++++ Material for this task ++++

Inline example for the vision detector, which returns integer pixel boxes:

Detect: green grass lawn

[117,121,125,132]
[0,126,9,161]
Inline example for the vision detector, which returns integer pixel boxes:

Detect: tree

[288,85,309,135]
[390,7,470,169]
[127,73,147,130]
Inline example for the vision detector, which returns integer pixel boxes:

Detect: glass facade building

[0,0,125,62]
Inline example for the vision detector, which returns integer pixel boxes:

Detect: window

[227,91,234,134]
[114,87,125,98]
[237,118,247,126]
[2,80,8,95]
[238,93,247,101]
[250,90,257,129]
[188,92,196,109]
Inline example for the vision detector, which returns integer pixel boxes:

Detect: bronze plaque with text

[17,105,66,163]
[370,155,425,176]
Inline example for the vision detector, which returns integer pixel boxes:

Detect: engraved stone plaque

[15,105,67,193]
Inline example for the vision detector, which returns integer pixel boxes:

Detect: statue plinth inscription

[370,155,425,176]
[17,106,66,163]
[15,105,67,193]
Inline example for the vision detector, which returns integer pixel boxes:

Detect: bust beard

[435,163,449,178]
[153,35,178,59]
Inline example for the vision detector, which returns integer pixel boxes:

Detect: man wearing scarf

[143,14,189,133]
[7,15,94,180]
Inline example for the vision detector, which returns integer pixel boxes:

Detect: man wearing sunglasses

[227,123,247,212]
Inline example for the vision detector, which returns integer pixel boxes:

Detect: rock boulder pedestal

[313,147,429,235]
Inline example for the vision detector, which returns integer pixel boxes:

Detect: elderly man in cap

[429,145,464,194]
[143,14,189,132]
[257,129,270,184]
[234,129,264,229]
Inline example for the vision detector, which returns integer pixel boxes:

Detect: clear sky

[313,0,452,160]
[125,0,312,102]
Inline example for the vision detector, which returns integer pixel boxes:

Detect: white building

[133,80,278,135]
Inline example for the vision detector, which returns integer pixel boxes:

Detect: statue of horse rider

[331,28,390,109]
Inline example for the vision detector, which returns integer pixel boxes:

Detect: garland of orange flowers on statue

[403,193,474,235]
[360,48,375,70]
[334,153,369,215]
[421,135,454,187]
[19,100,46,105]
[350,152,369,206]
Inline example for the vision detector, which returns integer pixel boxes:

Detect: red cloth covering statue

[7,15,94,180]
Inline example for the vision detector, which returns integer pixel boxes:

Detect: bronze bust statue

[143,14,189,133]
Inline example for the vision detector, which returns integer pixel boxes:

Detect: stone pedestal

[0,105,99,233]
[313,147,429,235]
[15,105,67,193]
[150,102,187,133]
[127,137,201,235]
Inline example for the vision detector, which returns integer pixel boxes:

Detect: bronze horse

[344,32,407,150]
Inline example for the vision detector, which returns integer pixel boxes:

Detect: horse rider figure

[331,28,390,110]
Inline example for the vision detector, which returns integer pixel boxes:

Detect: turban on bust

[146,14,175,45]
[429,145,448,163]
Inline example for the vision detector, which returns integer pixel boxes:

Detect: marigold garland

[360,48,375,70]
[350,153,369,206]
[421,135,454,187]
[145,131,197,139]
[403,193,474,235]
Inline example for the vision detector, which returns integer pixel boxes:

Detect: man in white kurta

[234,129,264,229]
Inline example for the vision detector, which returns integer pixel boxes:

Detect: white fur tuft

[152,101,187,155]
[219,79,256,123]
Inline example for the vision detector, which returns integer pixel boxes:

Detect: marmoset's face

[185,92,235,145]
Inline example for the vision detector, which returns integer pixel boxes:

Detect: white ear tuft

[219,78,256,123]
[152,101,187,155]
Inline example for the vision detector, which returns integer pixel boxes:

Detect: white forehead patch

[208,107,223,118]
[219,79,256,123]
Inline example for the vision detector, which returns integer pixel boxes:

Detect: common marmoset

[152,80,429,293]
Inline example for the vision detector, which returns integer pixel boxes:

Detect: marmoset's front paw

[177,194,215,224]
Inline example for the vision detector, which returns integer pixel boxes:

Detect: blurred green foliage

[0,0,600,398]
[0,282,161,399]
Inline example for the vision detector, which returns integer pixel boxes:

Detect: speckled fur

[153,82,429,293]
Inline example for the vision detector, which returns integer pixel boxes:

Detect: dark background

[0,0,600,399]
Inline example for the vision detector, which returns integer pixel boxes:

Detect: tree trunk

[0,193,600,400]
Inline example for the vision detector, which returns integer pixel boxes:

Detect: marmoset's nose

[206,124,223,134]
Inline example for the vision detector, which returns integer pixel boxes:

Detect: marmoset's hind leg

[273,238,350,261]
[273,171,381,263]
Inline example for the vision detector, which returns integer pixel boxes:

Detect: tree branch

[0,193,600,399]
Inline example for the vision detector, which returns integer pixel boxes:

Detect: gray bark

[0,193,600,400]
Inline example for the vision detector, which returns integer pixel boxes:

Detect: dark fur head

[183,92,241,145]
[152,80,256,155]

++++
++++ Material for this task ++++

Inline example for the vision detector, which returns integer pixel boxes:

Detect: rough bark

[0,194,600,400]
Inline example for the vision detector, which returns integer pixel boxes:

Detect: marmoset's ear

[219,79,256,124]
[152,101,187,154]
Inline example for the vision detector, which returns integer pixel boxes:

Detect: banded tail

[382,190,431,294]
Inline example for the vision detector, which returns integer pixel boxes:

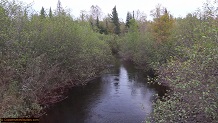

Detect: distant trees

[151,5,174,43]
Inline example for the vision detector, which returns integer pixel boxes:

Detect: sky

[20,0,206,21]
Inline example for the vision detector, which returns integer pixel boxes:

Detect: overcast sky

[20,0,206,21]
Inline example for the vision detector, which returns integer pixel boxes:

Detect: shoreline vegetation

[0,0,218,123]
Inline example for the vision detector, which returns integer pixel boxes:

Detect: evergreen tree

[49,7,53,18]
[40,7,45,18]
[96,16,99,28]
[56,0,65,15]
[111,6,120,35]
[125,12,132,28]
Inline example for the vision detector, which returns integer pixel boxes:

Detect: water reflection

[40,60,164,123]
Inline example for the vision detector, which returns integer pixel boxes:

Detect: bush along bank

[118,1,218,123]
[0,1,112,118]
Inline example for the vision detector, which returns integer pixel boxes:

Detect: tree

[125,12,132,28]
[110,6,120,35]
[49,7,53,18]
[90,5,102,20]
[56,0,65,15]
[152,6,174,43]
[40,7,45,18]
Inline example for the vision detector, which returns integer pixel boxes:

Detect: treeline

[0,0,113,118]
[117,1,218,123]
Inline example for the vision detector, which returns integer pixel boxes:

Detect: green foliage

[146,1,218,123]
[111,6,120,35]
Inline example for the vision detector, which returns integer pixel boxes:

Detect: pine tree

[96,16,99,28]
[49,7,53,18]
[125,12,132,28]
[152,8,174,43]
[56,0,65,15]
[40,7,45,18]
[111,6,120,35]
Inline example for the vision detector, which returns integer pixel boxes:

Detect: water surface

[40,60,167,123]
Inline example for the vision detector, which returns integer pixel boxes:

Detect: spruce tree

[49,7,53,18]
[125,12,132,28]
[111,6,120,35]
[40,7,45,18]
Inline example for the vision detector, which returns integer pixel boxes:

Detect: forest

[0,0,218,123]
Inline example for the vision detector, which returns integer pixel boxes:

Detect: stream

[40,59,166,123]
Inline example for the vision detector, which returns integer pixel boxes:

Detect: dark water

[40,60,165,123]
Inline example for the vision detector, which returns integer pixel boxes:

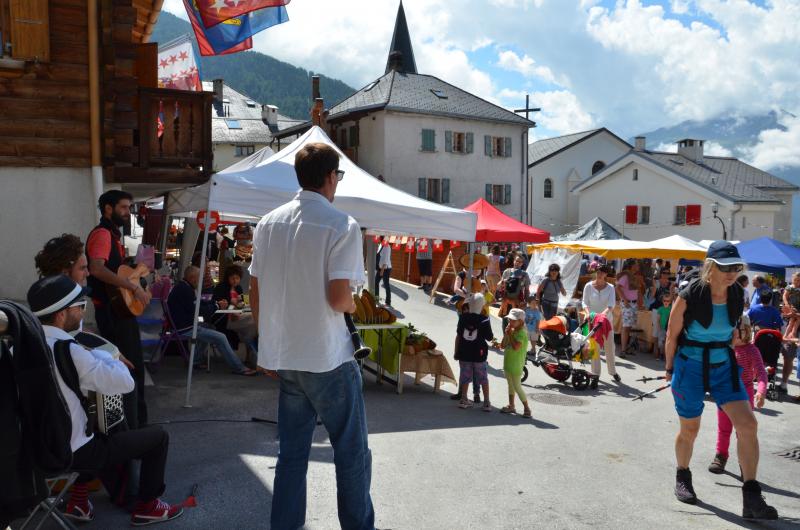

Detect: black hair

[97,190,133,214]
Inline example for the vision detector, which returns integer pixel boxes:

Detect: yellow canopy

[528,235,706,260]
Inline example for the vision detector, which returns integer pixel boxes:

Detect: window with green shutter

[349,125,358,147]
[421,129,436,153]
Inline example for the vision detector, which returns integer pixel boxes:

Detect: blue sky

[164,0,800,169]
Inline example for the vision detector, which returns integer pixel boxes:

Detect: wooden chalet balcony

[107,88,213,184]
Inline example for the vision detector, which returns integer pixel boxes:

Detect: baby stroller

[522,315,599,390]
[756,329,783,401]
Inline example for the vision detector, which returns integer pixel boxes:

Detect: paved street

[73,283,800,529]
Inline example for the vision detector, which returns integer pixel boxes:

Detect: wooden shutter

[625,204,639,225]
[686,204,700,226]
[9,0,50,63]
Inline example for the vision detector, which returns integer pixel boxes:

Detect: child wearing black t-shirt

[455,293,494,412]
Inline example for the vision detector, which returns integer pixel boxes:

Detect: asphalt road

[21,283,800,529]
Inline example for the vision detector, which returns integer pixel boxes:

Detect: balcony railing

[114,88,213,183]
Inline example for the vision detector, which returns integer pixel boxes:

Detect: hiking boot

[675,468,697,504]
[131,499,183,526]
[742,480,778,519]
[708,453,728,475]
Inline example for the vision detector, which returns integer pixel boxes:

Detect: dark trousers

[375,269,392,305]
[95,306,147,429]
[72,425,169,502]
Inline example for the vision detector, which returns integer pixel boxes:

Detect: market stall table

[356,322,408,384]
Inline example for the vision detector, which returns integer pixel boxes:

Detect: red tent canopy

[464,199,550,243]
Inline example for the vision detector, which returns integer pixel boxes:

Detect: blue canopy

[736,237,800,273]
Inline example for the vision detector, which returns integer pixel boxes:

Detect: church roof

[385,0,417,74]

++++
++++ Material for this task ++++

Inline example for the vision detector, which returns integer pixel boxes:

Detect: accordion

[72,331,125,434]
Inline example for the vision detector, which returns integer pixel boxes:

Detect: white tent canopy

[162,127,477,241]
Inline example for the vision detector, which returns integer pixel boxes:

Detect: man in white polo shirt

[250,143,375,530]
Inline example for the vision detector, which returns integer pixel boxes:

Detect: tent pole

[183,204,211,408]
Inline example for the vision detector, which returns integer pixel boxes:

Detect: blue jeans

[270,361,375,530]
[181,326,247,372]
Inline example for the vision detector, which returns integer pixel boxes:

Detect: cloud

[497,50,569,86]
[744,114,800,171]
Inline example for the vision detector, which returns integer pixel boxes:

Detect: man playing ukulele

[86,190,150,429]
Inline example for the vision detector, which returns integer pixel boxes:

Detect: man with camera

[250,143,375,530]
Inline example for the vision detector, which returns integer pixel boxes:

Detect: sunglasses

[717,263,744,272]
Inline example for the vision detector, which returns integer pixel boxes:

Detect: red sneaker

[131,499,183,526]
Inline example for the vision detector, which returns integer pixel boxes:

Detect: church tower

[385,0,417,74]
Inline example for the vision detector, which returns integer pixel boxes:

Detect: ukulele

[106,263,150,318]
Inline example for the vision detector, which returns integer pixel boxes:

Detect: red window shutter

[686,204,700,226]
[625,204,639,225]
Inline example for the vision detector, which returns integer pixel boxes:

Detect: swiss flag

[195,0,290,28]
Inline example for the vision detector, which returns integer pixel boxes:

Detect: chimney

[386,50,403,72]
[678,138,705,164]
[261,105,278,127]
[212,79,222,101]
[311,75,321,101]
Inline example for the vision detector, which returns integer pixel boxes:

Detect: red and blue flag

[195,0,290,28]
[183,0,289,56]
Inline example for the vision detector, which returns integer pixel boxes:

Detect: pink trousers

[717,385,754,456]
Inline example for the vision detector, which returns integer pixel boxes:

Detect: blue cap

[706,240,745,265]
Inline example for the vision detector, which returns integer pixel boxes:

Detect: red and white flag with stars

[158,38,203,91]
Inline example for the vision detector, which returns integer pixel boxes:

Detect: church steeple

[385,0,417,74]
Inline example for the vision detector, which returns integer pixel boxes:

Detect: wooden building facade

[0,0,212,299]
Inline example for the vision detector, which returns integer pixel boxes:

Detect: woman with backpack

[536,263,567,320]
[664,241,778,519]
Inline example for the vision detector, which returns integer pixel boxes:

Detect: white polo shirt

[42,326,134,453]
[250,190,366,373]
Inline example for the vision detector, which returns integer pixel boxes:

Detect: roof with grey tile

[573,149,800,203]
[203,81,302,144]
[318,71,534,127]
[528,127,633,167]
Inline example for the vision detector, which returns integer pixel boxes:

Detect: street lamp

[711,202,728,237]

++++

Requirement: Count the lines in the records above that contain the string "pedestal", treating uppercase and lowercase as different. Give only the number.

Finished task: 2